_Short problem_
Copy word for word the part of the text on spreadsheet export signing that starts with "Manifest Structure" and goes on through "algorithm version (cb_hash_v1)".

_Source_
[start]

Each cell is serialized deterministically to ensure consistent hashing:

{sheet_name}:{cell_reference}:{type}:{value}

Type Normalization

Cell Type Normalization
Boolean Lowercase: true / false
Integer String representation: 42
Float Fixed precision: 3.14159
Decimal String representation
DateTime ISO 8601: 2026-01-25T10:30:00
Date ISO 8601: 2026-01-25
String Trimmed, as-is
None/Empty Empty string

Hash Computation

  1. Serialize each cell using the deterministic format
  2. Compute SHA-256 hash per cell
  3. Combine all cell hashes into a canonical data hash

HMAC Signing

The canonical data hash is signed using HMAC-SHA256:

  • Algorithm: HMAC-SHA256
  • Key: Server-side secret (configurable, supports rotation)
  • Input: Canonical data hash
  • Output: HMAC signature

Key Rotation

HMAC verification supports key rotation:

  • Current secret is tried first
  • If verification fails, previous secrets are attempted
  • Constant-time comparison prevents timing attacks

Manifest Structure

The provenance manifest contains:

Field Description
export_id Unique export identifier
workbook_id Source workbook ID
export_format Always xlsx for provenance
data_hash SHA-256 canonical hash
hmac_signature HMAC-SHA256 signature
manifest_version Hash algorithm version (cb_hash_v1)

[end]

_Data lines_

[start]

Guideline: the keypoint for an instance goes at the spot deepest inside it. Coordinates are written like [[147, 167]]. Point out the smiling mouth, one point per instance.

[end]

_Answer for the task_
Manifest Structure

The provenance manifest contains:

Field Description
export_id Unique export identifier
workbook_id Source workbook ID
export_format Always xlsx for provenance
data_hash SHA-256 canonical hash
hmac_signature HMAC-SHA256 signature
manifest_version Hash algorithm version (cb_hash_v1)